Setting low expectations

In the media conference, the Prime Minister laid the groundwork to ensure the public does not expect any improvements in aged care too soon.

“We can’t be glib about these issues, and think they are just simple to deal with. These are knotty problems. They are hard to solve.”

The Prime Minister also said the changes would take time.

“It will take quite considerable time to achieve the scale of change that we want to.”

Herein lies the problem. Older people receiving aged care services do not have time to wait. How long does it take to write a new Aged Care Act?

Recommendations entirely predictable

Furthermore, many of the recommendations were not new and were entirely predictable. There have been dozens of inquiries, reviews, and reports in the past 20 years that have spelt out in detail what is needed if the government only wanted to listen.

A number of recommendations could be acted upon immediately, without delay. For example, the registration of all personal care workers should have been done several years ago.

Morrison said he welcomed the royal commissioners having different views about how to fix the aged care sector, saying: “Aged care is complex … Life is complex.”

This is disingenuous, as both commissioners Tony Pagone and Lynelle Briggs were completely on the same page that the government had been the central problem in aged care for a very long time.

And while the Prime Minister described the report as “positive” about aged care, the Royal Commissioners’ report is, in fact, damning of government failures in aged care.

As the report states:

“There are two main problems with the governance of the aged care system – that successive governments have misunderstood and not fulfilled their responsibilities, and that the institutional structure is inadequate to ensure the delivery of high quality aged care.

At times in this inquiry, it has felt like the Government’s main consideration was what was the minimum commitment it could get away with, rather than what should be done
to sustain the aged care system so that it is enabled to deliver high quality and safe care. This must change. (P 46, Vol 1)

As to discussions about increasing the workforce, the Prime Minister said:

“We cannot just take people off the street and put them into people’s homes and ask them to start caring for people. That would be irresponsible.”

-=-=-

AIM OF THE TASK
Can you continue the commentary on the Prime Minister's aged care response, starting after its last sentence?

-=-=-

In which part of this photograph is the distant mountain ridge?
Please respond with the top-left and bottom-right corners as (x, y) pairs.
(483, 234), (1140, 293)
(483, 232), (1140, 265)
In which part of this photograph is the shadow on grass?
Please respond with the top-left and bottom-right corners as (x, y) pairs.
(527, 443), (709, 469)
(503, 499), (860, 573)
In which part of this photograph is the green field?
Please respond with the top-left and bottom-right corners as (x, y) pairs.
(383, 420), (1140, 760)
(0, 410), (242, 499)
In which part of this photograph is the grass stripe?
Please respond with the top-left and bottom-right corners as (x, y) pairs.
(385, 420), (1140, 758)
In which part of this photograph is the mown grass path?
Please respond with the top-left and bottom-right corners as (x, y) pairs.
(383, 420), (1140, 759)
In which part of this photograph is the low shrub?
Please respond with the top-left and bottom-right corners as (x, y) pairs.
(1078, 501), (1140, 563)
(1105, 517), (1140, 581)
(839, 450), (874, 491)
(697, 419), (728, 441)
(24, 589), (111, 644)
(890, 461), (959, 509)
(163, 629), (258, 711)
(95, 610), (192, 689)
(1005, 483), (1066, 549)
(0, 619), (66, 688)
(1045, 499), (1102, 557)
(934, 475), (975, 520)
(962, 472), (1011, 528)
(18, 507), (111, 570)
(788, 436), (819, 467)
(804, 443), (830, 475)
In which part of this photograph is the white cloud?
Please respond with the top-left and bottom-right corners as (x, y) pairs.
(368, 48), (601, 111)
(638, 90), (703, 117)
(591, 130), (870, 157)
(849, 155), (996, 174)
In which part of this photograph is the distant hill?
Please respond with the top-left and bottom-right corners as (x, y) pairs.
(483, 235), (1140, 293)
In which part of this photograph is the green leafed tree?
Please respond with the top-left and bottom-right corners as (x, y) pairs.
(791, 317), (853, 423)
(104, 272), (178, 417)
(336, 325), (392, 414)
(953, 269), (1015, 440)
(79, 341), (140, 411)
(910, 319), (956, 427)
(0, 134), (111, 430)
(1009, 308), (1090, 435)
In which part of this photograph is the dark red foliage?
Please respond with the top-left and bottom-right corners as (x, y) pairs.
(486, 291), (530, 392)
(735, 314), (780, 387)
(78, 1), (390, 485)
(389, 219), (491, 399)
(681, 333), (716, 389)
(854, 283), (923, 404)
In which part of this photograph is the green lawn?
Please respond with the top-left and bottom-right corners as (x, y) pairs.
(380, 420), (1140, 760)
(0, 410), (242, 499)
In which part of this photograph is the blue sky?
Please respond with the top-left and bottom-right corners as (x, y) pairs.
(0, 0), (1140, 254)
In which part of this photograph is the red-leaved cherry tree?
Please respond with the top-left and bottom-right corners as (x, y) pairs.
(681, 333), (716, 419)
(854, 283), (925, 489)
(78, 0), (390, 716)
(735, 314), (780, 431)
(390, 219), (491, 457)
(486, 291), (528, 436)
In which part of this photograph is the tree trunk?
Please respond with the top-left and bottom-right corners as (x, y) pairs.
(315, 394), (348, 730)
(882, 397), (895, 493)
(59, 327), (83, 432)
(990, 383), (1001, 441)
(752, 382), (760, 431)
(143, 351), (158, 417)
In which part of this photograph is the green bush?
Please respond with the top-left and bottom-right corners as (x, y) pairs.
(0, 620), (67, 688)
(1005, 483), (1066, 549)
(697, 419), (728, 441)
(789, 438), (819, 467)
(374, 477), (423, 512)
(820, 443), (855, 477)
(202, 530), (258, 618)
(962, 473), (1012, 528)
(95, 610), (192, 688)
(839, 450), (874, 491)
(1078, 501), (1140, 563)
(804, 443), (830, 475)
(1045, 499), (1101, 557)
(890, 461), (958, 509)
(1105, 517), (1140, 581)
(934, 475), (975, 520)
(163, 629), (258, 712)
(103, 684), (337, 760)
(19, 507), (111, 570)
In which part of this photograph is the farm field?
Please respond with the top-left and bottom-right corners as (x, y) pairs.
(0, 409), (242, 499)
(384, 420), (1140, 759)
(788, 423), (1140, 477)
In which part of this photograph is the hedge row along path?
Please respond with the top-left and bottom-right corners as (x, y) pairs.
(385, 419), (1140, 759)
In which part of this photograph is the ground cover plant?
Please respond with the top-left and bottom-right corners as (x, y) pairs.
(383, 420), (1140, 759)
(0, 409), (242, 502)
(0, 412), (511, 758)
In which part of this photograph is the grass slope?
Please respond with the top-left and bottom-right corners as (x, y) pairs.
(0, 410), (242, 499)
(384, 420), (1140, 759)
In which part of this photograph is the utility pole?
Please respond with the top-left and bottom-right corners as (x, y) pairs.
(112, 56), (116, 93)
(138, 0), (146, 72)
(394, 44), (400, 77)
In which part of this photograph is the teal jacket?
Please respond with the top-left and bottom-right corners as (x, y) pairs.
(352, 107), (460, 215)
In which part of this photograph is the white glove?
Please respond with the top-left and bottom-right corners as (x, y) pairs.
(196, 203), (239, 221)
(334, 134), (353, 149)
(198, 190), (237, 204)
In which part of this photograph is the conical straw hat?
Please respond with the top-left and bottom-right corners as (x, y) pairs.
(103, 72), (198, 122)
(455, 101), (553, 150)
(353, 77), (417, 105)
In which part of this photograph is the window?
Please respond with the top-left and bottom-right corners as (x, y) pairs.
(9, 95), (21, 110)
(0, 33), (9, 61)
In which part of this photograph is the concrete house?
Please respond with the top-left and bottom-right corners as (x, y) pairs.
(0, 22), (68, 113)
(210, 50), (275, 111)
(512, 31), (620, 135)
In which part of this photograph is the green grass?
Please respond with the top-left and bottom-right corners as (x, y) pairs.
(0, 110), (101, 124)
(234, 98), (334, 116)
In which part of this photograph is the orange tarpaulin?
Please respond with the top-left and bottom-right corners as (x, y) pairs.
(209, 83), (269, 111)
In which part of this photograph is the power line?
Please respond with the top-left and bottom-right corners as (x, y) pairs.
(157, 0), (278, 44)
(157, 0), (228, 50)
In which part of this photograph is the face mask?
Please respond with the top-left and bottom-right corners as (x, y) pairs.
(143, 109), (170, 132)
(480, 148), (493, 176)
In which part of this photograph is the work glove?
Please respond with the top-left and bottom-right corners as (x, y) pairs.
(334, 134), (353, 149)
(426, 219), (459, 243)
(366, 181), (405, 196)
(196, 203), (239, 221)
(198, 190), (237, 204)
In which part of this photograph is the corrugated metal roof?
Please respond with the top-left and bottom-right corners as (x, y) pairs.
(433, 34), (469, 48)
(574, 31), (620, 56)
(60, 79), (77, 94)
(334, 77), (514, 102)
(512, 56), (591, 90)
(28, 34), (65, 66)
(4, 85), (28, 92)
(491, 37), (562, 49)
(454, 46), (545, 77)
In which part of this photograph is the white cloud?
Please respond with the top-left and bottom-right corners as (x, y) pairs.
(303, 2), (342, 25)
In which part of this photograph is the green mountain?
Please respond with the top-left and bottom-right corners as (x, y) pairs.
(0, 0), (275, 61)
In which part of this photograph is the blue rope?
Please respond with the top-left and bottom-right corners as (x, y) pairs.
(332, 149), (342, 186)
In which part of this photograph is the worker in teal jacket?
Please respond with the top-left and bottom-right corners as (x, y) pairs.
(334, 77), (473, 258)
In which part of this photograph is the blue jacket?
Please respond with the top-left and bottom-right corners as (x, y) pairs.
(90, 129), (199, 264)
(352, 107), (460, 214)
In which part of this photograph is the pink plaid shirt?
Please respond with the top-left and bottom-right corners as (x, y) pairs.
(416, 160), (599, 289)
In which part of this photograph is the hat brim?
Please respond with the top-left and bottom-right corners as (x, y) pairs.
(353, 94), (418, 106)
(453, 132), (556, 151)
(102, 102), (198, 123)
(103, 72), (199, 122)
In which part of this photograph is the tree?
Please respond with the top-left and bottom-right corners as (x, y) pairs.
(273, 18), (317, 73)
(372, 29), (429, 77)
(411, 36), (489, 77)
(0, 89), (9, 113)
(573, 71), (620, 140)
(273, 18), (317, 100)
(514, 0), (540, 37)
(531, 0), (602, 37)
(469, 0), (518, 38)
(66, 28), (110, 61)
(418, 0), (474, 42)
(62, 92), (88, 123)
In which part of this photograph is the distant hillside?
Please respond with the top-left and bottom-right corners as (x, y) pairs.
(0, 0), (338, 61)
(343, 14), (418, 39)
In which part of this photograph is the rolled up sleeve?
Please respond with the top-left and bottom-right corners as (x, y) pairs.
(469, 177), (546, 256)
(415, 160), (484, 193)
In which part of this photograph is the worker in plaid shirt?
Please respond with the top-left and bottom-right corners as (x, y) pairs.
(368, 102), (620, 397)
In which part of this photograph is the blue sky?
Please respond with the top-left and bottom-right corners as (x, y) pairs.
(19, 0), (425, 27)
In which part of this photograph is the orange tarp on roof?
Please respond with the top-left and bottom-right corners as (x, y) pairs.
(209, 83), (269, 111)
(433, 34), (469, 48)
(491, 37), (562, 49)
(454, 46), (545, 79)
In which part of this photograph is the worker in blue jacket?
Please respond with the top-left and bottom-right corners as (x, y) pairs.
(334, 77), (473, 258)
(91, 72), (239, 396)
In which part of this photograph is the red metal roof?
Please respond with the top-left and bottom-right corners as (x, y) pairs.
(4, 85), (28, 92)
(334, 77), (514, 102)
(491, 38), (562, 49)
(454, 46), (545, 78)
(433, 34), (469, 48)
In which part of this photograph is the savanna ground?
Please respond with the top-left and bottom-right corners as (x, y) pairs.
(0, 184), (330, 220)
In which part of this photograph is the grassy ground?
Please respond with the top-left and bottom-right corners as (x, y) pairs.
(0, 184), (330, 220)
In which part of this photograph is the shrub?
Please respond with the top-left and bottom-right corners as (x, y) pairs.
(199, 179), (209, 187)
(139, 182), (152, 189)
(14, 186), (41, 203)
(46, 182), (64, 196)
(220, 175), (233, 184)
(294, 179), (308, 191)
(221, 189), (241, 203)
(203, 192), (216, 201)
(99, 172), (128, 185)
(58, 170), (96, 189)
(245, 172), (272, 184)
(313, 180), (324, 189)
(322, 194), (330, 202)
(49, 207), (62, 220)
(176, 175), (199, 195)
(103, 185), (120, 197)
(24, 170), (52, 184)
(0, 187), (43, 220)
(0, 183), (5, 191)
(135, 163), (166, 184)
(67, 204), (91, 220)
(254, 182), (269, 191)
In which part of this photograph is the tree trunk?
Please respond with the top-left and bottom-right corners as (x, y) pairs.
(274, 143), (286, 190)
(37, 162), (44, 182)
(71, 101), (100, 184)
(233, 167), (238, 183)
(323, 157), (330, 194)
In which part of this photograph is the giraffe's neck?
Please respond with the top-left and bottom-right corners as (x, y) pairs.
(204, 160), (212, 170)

-=-=-

RESPONSE BELOW
Yet that is precisely what is currently happening. A government initiative has put people who lost their jobs during the pandemic into aged care homes after just 10 hours of training.

 

What is it with this government and roadmaps?

Morrison also described the Royal Commission as setting out a “very important roadmap” that will establish generational change.

The most recent government aged care roadmap, Aged Care Roadmapwas written in 2017 straight from the providers point of view. The roadmap supported “a lighter touch approach to regulation”, which is one major reason the aged care sector is in such a mess. The roadmap focused on how to make the aged care system “market based” and consumer-driven.

The royal commissioners make it clear that the obsession of successive governments with neoliberalism is the root cause of the aged care crisis.

“The aged care system has suffered from sequential attempts by governments to define it as a market in its own right…

Unfortunately, these market-based reforms that redefine the people who use aged care as ‘consumers’ who ‘direct’ their own care by purchasing services from businesses in a ‘competitive market’ have resulted in more confusion than before and certainly have not improved quality or transparency.” (P 26, Vol1)

While Minister Hunt announced $450 million in immediate initiatives, with the Prime Minister noting there would “be more”, at no stage did he discuss introducing transparency or accountability for the $21 billion already given each year to the aged care sector.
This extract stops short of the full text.